══ Material to process

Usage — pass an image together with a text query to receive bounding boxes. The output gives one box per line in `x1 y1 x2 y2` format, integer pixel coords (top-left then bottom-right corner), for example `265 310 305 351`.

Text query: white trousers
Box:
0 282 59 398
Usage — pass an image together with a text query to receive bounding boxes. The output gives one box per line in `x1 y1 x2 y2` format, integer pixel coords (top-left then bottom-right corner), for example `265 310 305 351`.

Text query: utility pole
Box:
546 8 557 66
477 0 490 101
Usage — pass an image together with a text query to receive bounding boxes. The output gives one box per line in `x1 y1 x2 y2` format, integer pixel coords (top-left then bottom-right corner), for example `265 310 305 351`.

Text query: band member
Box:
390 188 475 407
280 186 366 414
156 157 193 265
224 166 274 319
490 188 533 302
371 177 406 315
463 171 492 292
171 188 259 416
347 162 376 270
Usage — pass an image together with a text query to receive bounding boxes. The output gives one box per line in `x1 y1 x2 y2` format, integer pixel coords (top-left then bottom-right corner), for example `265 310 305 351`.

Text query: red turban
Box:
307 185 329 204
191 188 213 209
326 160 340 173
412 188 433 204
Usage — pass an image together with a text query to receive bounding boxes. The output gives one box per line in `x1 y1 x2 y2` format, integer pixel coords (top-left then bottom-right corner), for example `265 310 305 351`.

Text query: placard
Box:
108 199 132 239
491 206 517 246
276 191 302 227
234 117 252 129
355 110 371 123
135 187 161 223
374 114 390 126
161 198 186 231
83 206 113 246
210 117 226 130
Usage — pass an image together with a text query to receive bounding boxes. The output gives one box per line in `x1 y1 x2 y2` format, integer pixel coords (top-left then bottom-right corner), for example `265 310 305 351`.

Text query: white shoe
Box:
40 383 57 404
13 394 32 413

════

Could you retype all of the material above, line for line, without changing anything?

■ Exercise result ■
Usage — pass an image together with a text query to receive bounding boxes. The output gives one box per line in `x1 y1 x2 y2` format, integer pixel coords (top-left then bottom-right corner), for example `265 310 305 351`.

Text query: white trousers
Box:
0 282 59 398
Usage — pass an image together with a text query to receive bounding boxes. The output gives one box per line in `x1 y1 x2 y2` format, integer pixel coords (top-left then bottom-right corner), for example `265 310 305 351`.

Text query: utility pole
Box:
546 8 557 66
477 0 490 101
Usage — pass an image together with a text query to receive bounding boxes. The output gives one box per line in `x1 y1 x2 y2` format, integer pixel coords (top-left then bottom-right corner), for example `265 310 305 351`.

Text query: band member
Box:
390 188 475 407
280 186 366 414
156 157 193 265
224 166 274 319
490 188 533 302
371 177 406 315
463 171 492 292
171 188 259 416
347 162 376 270
Usage — pass an image together with a text query to receive bounding boxes. The output gives one box per line in `x1 y1 x2 y2` format, integer pixel coords (top-left then bottom-right corner), for example `265 310 305 351`.

Text query: red turban
Box:
307 185 329 204
191 188 213 209
326 160 340 173
412 188 433 204
Usage — pass an image together with a text query to receive bounding boxes. The output gives one box per line in `x1 y1 x2 y2` format, integer pixel coords (top-left then bottom-right corner), for example `265 310 305 351`.

Text query: placard
Box:
108 199 132 239
491 206 517 246
276 191 302 227
234 117 252 129
355 110 371 123
135 187 161 223
374 114 390 126
161 198 186 231
83 206 113 246
210 117 226 130
Usage — pass an image together with a text query to receive bounding boxes. The output gives one box per line in `x1 y1 x2 y2` format, integer pixel coords (top-left then bottom-right corner), for example `265 310 305 351`.

Text query: white shoe
Box:
40 383 57 404
13 394 32 413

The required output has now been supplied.